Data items
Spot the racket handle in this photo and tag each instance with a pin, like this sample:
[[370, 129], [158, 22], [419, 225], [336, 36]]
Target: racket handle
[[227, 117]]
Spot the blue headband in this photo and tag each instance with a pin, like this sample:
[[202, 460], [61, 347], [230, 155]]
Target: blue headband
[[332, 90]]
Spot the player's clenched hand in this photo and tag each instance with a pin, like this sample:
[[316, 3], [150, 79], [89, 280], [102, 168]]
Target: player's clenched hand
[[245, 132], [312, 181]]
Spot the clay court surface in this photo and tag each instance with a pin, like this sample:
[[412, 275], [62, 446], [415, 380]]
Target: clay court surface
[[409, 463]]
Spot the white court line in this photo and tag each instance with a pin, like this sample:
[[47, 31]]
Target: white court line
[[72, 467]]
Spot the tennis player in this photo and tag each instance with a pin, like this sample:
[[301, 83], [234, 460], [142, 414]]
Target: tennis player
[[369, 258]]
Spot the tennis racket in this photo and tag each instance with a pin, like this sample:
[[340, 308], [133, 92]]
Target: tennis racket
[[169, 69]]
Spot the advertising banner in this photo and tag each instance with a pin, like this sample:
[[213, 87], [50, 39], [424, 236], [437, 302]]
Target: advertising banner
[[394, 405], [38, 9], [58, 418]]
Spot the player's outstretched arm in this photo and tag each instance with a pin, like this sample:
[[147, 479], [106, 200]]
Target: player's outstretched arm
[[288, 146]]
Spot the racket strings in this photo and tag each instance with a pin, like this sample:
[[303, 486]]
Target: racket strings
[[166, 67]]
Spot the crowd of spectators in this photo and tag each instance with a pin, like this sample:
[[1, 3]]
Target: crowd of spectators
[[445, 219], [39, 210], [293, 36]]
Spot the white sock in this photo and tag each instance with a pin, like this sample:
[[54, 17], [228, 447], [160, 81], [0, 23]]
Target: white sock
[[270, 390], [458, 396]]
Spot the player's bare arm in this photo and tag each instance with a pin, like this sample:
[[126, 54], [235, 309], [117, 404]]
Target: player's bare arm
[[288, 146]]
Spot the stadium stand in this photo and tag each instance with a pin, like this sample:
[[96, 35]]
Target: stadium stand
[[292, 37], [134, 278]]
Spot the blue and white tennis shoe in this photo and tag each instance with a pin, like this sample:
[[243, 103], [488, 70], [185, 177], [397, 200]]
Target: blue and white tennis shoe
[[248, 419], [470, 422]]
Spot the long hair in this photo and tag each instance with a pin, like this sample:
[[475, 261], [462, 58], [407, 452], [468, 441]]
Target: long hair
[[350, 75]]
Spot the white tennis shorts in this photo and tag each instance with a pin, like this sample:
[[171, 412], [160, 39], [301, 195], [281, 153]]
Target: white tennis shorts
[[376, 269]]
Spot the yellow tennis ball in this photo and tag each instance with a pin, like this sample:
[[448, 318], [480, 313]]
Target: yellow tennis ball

_TASK TO COMPLETE_
Some lines above hold the word "ball". Copy all of them.

_EXERCISE ANSWER_
Spot the yellow tennis ball in this photo and tag each instance with a pin, like this sample:
Target: yellow tennis ball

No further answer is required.